- Exercise brief:
Format every line of the listing below as a numbered list, omitting any blank lines.

+++ Stored rows

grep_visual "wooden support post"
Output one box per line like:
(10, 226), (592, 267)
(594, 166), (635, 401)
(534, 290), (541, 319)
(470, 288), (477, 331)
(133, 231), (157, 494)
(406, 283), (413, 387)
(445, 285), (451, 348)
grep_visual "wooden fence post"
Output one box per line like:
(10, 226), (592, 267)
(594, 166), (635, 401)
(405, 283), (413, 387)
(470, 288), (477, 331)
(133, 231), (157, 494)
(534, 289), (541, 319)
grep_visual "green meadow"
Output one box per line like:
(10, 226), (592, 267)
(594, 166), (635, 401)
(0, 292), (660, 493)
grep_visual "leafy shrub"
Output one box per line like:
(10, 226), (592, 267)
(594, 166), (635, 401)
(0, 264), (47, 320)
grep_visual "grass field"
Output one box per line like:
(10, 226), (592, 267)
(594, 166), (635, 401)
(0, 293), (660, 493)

++++++

- Task solution:
1. grep_visual "wooden support post"
2. Output one box per line like:
3. (10, 226), (592, 267)
4. (594, 166), (635, 401)
5. (534, 290), (541, 319)
6. (470, 288), (477, 331)
7. (133, 231), (157, 494)
8. (406, 283), (413, 387)
9. (445, 285), (451, 348)
10. grep_visual "wooden fence post"
11. Output one box per line like:
12. (10, 226), (592, 267)
13. (594, 166), (635, 401)
14. (405, 283), (413, 387)
15. (470, 288), (477, 331)
16. (133, 231), (157, 494)
17. (534, 289), (541, 319)
18. grep_visual "green meadow"
19. Output one box per line like:
20. (10, 226), (592, 267)
21. (594, 166), (635, 401)
22. (0, 292), (660, 493)
23. grep_visual "leafy shrub"
24. Output one box per line like:
25. (10, 226), (592, 267)
26. (594, 166), (635, 401)
27. (0, 264), (47, 320)
28. grep_visual "grass field"
29. Output one box per line like:
30. (10, 226), (592, 267)
31. (594, 166), (635, 401)
32. (0, 293), (660, 493)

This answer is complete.